(The problem) Count the lines in the records below that contain the word "stripe". Reply with the number only.

# Material shown start

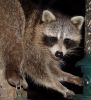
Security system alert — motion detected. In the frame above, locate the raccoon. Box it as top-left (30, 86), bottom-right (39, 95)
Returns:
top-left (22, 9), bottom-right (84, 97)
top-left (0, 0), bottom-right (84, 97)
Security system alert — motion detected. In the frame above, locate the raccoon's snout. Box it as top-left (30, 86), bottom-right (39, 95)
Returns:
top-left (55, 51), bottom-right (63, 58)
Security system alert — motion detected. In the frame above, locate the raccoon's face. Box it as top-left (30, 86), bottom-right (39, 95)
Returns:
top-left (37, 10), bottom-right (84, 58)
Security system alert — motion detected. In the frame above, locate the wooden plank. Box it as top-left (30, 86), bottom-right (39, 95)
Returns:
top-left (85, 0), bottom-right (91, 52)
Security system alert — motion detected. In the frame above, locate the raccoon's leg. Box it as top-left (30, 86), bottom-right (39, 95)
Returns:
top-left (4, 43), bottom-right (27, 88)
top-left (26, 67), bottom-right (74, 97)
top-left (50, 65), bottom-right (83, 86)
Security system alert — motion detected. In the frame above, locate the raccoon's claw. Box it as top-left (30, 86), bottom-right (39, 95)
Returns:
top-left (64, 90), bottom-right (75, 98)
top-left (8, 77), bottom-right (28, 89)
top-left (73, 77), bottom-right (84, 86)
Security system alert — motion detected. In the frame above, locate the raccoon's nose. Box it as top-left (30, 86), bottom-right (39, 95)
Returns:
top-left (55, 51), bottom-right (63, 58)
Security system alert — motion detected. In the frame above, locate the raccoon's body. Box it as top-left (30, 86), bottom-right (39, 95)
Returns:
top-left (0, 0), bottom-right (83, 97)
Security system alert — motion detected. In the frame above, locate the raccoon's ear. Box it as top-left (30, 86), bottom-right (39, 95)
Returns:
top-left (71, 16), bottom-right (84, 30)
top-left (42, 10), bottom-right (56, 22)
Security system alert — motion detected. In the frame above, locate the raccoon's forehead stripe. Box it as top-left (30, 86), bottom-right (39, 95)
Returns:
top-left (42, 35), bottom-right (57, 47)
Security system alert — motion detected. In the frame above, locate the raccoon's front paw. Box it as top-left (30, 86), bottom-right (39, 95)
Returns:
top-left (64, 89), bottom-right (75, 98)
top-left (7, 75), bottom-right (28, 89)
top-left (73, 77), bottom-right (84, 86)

# Material shown end
# Material shown start

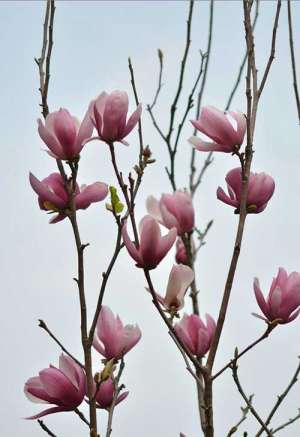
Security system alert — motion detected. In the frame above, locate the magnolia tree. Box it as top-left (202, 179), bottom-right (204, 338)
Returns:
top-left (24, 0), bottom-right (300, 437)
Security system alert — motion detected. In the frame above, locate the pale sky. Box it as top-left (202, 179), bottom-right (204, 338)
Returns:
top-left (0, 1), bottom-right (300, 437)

# Material shown end
# Material shown start

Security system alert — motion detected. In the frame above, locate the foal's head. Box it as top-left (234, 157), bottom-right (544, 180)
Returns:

# Material shown end

(Reply) 1